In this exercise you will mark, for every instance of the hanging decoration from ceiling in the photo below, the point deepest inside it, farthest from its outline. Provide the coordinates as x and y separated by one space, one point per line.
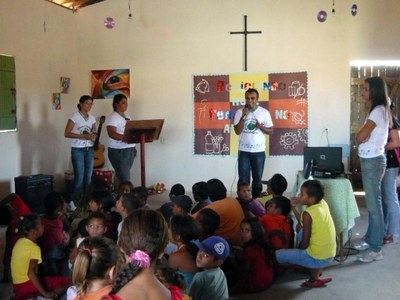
109 22
322 16
130 11
354 10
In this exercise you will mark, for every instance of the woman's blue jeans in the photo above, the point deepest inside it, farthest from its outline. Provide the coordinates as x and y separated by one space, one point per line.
122 161
254 162
372 171
82 162
390 203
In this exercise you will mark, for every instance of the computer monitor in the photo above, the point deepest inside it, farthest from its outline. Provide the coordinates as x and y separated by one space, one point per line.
324 159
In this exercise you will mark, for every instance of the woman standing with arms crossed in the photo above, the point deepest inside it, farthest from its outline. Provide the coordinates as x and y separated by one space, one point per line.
81 129
371 140
390 199
120 154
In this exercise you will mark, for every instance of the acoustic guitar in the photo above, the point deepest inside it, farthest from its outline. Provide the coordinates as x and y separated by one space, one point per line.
98 157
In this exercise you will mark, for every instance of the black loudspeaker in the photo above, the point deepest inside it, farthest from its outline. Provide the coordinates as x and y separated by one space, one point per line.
33 189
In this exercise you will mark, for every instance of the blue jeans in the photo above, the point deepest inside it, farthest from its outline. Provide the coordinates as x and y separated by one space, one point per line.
254 162
122 161
82 162
372 171
390 203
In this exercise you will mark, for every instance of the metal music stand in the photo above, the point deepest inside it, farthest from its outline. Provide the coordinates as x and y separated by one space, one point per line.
142 131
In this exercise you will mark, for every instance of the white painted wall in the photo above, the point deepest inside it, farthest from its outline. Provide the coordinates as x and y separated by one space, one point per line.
165 43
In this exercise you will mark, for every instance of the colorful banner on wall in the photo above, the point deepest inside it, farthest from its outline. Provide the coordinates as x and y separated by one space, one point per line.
218 97
107 83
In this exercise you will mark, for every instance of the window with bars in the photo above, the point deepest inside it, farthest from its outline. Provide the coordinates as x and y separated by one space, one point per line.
8 107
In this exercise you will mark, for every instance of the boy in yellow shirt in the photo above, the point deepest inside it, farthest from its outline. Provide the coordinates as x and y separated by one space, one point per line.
317 235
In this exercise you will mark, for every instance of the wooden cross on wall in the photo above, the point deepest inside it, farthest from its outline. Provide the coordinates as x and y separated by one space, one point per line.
245 33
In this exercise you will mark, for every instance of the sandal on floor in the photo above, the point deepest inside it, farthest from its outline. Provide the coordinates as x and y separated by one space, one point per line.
316 283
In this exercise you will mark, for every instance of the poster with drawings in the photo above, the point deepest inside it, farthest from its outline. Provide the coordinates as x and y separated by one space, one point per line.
217 98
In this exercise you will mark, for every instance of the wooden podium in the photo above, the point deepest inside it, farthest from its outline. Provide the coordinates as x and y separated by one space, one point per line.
142 131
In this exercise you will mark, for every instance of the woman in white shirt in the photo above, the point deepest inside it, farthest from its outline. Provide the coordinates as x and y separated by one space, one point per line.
120 154
371 140
81 129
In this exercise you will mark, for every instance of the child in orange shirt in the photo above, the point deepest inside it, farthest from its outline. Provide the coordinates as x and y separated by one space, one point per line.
277 224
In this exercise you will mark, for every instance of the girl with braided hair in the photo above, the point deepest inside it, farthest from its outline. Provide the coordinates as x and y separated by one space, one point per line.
143 238
93 269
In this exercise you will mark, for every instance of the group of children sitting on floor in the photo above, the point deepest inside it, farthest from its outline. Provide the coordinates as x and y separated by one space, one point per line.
119 248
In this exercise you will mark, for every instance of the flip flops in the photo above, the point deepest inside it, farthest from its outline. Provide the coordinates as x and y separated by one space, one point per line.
316 283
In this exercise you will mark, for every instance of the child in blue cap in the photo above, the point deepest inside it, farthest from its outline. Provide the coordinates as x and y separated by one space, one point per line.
210 283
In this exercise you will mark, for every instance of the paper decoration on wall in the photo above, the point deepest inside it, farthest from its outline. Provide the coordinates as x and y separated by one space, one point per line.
107 83
64 84
109 23
321 16
56 101
217 97
354 9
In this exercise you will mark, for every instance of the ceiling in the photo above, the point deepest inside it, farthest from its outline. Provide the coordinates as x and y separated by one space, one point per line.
74 4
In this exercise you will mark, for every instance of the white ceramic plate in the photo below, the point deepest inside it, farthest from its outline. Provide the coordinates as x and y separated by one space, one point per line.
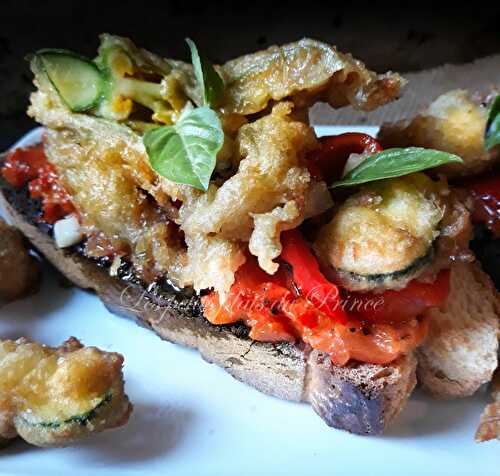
192 418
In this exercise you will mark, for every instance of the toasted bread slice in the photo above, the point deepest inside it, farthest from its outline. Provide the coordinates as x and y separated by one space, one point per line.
489 425
461 350
360 398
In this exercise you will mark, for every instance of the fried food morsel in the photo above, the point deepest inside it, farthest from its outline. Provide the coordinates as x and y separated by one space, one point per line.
382 237
55 396
306 71
19 272
261 185
454 123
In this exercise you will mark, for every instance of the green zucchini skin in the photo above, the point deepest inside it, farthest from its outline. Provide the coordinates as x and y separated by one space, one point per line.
77 80
394 280
111 412
80 419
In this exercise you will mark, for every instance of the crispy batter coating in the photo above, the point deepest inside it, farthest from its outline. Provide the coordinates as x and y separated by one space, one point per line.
19 272
271 179
305 71
266 190
489 426
379 234
55 396
454 122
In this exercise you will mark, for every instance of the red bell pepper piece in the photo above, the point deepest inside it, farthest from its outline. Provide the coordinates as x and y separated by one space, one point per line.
327 162
307 276
402 305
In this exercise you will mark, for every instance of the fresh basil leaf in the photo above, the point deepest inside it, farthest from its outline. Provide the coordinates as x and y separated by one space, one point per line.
492 131
208 79
186 151
395 163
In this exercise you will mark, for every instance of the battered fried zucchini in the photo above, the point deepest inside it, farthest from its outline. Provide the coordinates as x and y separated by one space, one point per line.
454 122
55 396
382 237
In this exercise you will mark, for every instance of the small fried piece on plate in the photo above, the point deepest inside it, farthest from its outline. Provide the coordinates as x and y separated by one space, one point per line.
489 425
19 272
53 397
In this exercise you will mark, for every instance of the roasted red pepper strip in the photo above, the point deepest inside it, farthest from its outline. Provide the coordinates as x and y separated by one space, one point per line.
402 305
30 166
486 196
308 277
327 162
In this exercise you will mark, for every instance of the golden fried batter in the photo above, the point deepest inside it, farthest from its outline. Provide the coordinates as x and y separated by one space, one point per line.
261 185
55 396
19 272
489 426
382 236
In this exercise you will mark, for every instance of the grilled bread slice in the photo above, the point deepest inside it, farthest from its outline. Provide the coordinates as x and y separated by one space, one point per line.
461 350
360 398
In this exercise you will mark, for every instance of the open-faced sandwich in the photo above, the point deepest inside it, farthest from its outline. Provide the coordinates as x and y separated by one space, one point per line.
198 200
19 271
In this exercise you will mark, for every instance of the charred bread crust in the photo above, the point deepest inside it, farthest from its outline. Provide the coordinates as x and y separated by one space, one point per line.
361 398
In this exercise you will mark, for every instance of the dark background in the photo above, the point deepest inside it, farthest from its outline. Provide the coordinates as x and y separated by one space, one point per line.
385 37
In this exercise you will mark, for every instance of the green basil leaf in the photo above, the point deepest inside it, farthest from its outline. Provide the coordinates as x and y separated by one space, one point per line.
395 163
492 131
186 151
208 79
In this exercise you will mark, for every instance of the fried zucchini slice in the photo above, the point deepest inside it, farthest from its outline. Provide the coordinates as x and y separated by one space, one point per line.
382 237
55 396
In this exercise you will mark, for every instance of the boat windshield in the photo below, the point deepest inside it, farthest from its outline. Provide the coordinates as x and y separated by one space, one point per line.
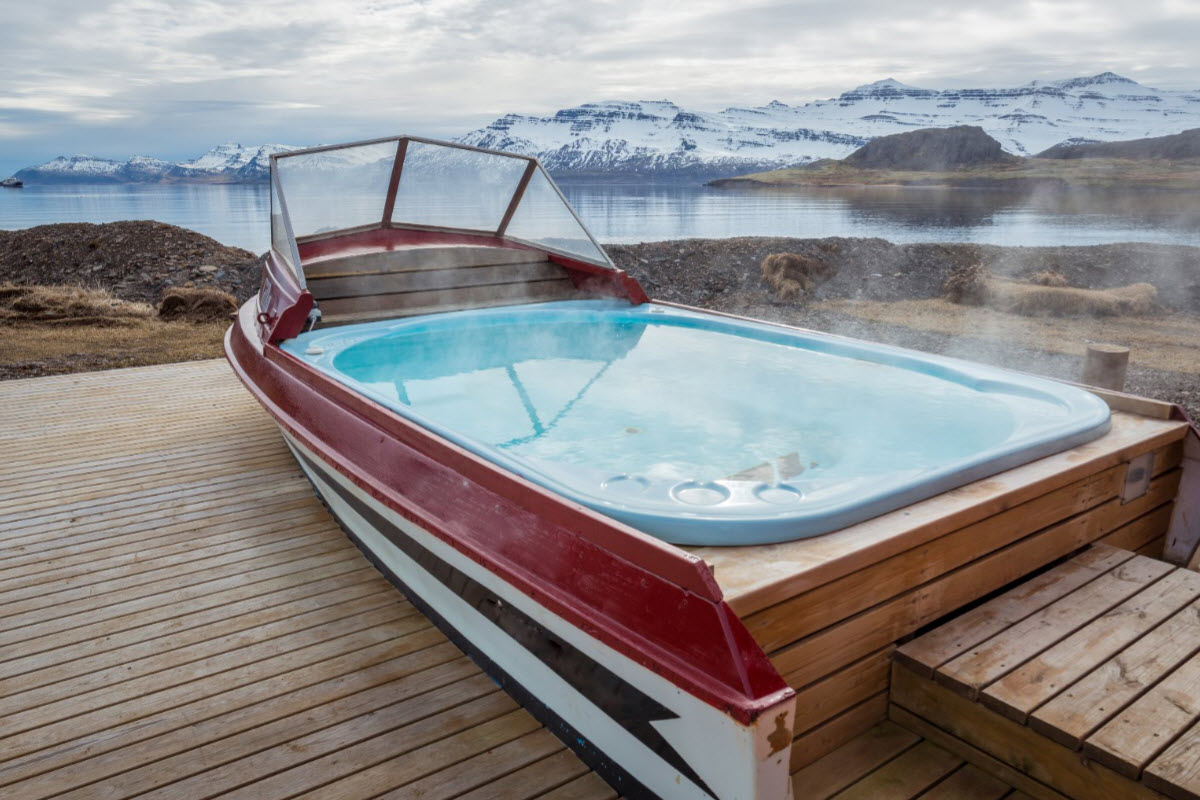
409 182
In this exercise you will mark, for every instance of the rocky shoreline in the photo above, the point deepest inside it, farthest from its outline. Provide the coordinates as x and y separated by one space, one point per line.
138 260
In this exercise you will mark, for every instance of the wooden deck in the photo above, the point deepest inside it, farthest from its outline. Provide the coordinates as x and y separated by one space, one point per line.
1083 681
180 618
891 763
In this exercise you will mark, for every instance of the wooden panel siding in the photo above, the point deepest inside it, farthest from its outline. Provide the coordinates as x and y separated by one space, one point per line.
849 607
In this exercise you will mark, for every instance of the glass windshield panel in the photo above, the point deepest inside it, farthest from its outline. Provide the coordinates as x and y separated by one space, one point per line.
334 190
450 187
545 218
280 242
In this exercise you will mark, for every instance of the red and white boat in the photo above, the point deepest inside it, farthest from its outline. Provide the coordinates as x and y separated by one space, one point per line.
436 331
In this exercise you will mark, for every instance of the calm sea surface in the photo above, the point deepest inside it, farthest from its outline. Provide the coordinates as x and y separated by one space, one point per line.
237 215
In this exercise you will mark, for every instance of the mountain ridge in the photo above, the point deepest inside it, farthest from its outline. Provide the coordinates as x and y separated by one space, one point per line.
661 140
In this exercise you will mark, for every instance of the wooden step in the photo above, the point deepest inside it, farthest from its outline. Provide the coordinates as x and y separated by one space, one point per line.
891 763
1084 680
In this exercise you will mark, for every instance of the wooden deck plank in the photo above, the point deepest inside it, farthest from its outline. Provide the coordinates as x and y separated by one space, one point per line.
553 773
1026 786
819 702
906 776
1012 743
924 654
1176 771
1134 737
1029 686
407 720
861 756
1085 705
851 639
149 641
373 767
811 611
305 701
1014 645
589 787
485 769
138 677
180 617
969 782
28 733
835 732
755 578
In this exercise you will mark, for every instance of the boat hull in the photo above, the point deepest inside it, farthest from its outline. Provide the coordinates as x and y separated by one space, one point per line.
660 690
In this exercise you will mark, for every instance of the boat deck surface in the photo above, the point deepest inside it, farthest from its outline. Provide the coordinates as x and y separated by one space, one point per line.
180 618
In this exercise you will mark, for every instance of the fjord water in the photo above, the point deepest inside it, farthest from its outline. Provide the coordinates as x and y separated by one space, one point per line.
625 212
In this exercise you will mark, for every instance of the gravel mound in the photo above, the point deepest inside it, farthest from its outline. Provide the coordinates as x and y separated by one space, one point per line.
204 305
725 272
136 260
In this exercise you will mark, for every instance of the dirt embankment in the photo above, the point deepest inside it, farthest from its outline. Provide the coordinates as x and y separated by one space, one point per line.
136 260
726 271
889 293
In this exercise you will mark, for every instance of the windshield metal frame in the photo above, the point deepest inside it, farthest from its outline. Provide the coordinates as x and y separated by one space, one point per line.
499 232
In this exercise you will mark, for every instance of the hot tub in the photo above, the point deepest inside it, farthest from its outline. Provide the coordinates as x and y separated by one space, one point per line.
702 429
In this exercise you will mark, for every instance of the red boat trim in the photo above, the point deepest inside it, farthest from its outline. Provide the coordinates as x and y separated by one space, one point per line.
647 600
588 277
621 701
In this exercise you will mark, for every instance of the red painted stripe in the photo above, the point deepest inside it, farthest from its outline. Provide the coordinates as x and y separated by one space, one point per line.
647 600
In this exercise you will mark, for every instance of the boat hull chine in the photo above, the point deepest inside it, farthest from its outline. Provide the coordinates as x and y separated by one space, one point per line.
651 679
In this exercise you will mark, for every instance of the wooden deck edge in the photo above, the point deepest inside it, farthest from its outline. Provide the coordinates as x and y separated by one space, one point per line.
990 764
1014 745
1026 485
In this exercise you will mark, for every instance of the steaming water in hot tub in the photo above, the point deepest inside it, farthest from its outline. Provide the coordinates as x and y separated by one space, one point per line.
697 428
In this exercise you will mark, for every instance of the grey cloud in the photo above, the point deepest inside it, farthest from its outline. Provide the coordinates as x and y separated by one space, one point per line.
172 78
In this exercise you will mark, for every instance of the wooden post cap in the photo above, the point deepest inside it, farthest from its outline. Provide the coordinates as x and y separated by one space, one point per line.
1105 366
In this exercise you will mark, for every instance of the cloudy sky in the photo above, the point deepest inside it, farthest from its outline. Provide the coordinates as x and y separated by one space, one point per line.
172 78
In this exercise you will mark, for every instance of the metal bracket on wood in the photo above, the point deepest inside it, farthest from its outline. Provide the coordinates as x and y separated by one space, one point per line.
1138 473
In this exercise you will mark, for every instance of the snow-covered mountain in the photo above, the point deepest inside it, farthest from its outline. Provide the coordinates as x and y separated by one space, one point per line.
660 138
227 163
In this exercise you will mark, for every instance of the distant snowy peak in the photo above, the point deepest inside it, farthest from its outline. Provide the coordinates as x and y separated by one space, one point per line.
1103 79
621 138
227 163
660 139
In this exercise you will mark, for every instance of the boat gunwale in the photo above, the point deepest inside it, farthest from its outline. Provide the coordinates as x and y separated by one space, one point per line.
651 558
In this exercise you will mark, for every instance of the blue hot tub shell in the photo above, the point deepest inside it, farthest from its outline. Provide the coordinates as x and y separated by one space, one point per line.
699 428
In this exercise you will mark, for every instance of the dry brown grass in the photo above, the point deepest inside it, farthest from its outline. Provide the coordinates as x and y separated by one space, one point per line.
203 305
52 330
1045 295
48 348
66 305
967 284
1169 342
1048 278
791 276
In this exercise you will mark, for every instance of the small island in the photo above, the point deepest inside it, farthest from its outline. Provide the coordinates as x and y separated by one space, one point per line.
966 157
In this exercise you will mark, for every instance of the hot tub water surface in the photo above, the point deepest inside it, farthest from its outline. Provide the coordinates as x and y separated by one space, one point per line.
699 428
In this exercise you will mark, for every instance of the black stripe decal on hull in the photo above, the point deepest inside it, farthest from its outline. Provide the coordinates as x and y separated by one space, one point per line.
624 703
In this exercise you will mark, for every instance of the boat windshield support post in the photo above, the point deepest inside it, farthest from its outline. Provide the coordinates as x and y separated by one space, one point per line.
516 197
389 204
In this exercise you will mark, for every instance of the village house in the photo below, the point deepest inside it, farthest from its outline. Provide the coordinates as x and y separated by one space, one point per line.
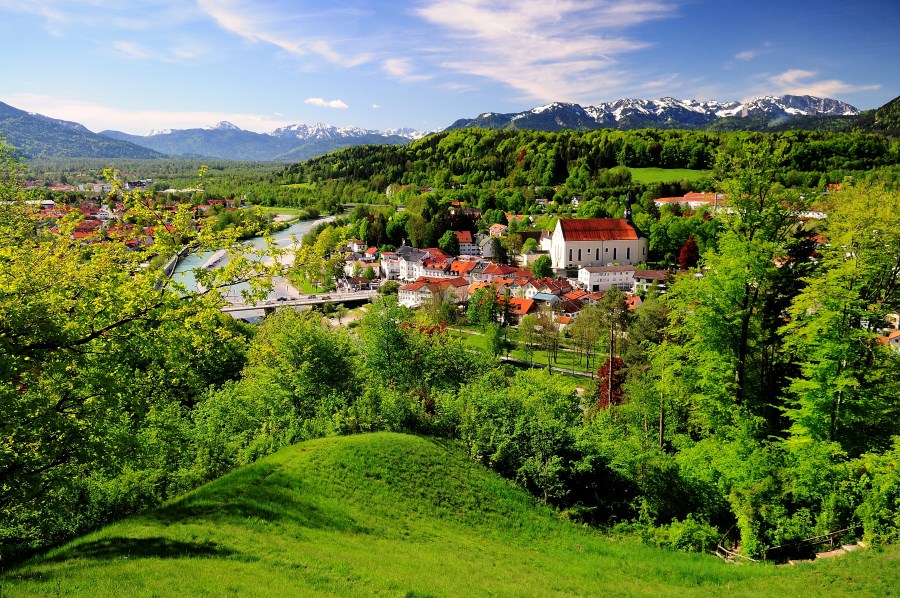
422 290
486 247
497 230
390 265
644 279
517 308
693 201
467 245
597 242
601 278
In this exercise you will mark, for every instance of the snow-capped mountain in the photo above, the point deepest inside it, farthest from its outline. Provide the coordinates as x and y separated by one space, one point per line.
223 125
320 131
665 112
291 143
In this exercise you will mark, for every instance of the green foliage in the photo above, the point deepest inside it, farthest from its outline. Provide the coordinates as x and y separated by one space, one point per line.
542 267
330 509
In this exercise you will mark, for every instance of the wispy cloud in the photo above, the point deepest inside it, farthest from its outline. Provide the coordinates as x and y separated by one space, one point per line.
112 15
545 49
338 104
174 53
257 22
802 82
401 68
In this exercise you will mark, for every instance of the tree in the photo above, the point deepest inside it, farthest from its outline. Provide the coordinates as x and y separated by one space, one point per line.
542 267
689 255
845 393
513 244
610 378
97 349
586 332
483 308
495 340
529 335
499 251
549 334
449 243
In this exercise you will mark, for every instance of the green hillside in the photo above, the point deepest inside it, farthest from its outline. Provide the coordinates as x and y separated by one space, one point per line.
394 515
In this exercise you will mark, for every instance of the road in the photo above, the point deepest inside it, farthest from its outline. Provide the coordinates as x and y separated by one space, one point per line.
304 300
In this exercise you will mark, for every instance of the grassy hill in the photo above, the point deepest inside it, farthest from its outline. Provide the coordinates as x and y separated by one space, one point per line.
395 515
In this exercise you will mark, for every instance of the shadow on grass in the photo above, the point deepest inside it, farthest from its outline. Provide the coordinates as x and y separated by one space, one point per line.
271 498
140 548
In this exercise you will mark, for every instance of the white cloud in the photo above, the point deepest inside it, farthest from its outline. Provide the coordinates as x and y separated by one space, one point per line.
747 55
254 23
401 68
798 82
98 117
338 104
546 49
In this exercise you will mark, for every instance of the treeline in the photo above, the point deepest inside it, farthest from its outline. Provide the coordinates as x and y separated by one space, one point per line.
476 157
757 393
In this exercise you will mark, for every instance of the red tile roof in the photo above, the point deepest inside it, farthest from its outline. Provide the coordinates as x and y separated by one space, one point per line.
597 229
436 253
520 307
463 236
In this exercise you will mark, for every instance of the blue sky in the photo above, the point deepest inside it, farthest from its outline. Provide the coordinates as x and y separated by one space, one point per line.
137 65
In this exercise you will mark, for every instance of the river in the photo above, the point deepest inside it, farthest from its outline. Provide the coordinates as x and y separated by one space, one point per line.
184 273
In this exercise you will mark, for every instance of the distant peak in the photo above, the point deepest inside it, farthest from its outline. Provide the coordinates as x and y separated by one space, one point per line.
224 125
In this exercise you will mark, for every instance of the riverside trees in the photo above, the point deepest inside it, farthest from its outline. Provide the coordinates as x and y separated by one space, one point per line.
101 357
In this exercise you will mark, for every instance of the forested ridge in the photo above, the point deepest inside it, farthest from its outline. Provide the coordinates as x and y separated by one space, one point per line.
576 159
756 394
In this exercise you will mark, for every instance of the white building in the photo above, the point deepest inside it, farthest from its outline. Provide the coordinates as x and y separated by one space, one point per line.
580 242
602 278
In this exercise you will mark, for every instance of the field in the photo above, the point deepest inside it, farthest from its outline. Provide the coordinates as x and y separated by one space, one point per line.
666 175
396 515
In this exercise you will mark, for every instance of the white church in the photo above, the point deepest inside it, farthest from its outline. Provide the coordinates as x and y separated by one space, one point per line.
580 242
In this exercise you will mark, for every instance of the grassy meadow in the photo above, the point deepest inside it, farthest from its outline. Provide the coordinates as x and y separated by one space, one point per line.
647 176
396 515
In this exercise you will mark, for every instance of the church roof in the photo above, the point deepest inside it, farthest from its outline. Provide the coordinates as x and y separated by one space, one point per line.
597 229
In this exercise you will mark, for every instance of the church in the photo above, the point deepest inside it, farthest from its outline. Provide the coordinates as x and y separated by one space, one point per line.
580 242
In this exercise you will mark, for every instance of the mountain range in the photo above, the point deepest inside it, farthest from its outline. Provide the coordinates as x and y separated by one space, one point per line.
293 143
664 113
38 136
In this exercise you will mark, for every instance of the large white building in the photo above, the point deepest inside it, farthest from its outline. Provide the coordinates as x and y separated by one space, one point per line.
578 242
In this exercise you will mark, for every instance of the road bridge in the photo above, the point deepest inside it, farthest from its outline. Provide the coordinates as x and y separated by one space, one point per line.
303 301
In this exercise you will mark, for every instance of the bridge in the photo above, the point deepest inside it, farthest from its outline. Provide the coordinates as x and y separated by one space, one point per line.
303 301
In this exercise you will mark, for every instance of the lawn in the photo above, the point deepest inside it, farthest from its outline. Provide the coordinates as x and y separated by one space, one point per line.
397 515
281 210
666 175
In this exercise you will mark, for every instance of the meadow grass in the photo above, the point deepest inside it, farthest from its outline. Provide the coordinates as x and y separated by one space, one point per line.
666 175
396 515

* * *

**Work task**: Print only the lines running from the one with "of the bridge" to the final line of the data above, each exactly as it appears.

**Output for this exercise**:
In this exercise you will mark, for every instance of the bridge in the photo above, the point deepest inside it, farthest from its outline. Provide the coordinates as x and y separated by one space, one point per line.
303 301
In this exercise you will mark, for every instance of the lawn in the photo above, the point deepest inside it, farthest from its outline. Provide the coordinates as x and y separated by one space, one point per line.
397 515
281 210
666 175
In this exercise you will mark, for every instance of the meadow grass in the photo above, the point deepest inside it, farthest from its outline. Provide the coordinates as x and y separated by one space, one point per line.
666 175
396 515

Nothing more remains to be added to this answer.